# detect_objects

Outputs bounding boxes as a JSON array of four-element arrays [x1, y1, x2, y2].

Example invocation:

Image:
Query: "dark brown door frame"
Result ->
- - -
(REQUIRED WORK):
The entire listing must be repeated without a single change.

(ANSWER BELOW):
# detect_objects

Outputs bounding boxes as a JSON array of four-element arrays [x1, y1, x2, y2].

Example invocation:

Image:
Query: "dark brown door frame"
Result ->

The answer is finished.